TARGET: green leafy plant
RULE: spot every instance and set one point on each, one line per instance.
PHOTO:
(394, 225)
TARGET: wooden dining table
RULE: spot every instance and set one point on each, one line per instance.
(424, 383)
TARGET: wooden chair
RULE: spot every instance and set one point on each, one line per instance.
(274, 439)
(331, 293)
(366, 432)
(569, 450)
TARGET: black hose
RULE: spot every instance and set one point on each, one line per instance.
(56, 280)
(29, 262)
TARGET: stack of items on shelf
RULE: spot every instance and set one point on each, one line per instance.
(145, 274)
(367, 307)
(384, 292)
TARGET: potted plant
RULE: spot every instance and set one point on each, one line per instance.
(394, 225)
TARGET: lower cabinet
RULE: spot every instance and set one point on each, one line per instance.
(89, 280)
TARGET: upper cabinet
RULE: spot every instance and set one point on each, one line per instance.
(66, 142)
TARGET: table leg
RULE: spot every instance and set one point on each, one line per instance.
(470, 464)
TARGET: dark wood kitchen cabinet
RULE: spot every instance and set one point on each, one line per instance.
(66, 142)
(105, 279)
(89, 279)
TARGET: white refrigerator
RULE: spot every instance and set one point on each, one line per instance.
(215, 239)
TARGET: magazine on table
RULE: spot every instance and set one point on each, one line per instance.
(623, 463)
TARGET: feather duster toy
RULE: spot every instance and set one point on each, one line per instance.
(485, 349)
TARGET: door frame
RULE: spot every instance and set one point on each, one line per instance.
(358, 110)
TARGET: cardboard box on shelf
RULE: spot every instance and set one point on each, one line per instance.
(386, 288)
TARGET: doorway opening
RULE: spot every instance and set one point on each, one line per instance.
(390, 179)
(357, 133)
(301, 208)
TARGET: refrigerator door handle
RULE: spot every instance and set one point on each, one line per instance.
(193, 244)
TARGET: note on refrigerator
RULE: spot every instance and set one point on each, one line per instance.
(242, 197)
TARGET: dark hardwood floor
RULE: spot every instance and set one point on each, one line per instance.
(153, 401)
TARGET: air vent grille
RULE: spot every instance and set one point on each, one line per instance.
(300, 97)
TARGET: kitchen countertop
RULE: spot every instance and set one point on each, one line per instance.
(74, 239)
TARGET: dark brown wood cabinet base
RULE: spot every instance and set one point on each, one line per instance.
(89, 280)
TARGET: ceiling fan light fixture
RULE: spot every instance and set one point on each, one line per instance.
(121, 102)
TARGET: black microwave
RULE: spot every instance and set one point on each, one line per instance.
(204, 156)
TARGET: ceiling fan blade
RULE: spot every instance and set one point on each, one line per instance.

◇ ◇ ◇ ◇ ◇

For this task, set down the entire listing word for word.

TARGET: green leafy plant
RULE: spot every instance and set one point on each, one line per instance.
PHOTO:
(394, 225)
TARGET: wooden dining table
RULE: spot every instance and set one point on each, one line per instance.
(424, 383)
TARGET: wooden chair
RULE: spot every instance and set one point on each, one line per instance.
(274, 439)
(331, 293)
(366, 432)
(569, 450)
TARGET: black hose
RULE: spot every instance and set one point on each, one line per instance.
(56, 280)
(29, 262)
TARGET: stack of items on shelf
RULE: spot every instance and set one point on each, one line per instance.
(145, 274)
(367, 307)
(384, 292)
TARGET: potted plant
RULE: spot every instance and set one point on each, one line per instance.
(394, 225)
TARGET: lower cabinet
RULE: spot every instance and set one point on each, one line per instance.
(89, 280)
TARGET: upper cabinet
RULE: spot every instance and set one point on each, one line per instance.
(66, 142)
TARGET: table leg
RULE: spot every instance and set one point on each, one line per instance.
(470, 464)
TARGET: dark wood kitchen cabinet
RULE: spot every instance and set one point on each, one line per instance.
(66, 142)
(105, 279)
(89, 279)
TARGET: white refrigerator
RULE: spot every instance and set one point on each, one line per instance.
(215, 239)
TARGET: magazine on table
RULE: spot every instance and set one point on each, one line per instance.
(623, 463)
TARGET: feather duster toy
RULE: spot every instance and set one point on each, one line per instance.
(485, 349)
TARGET: door frame
RULE: spot every instance and set one point on each, one line per instance.
(358, 110)
TARGET: cardboard box on shelf
RULE: spot every instance and set one point on each, one line per instance.
(386, 288)
TARGET: doorway opening
RULE: spot every instance and set one point on each, one line per instance.
(390, 179)
(357, 133)
(301, 208)
TARGET: refrigerator door handle
RULE: spot every instance and set one point on each, one line per instance.
(193, 244)
TARGET: note on refrigerator
RULE: spot every instance and set one point on each, one line per instance.
(242, 197)
TARGET: dark hardwood floor
RULE: spot every instance and set one point on each, one line per instance.
(153, 401)
TARGET: air vent grille
RULE: spot every instance and set one point on each, one line per instance.
(300, 97)
TARGET: kitchen countertop
RULE: spot every instance and set one point on each, one line per instance.
(74, 239)
TARGET: dark brown wood cabinet base
RULE: spot every instance and set one point on each, one line per instance.
(89, 280)
TARGET: ceiling fan light fixture
RULE: spot every instance and set one point on each, one line per instance.
(121, 102)
TARGET: black microwave
RULE: spot every instance and set one point on each, one line per instance.
(204, 156)
TARGET: ceiling fan blade
RULE: spot every instance and set one point on each, one line per instance.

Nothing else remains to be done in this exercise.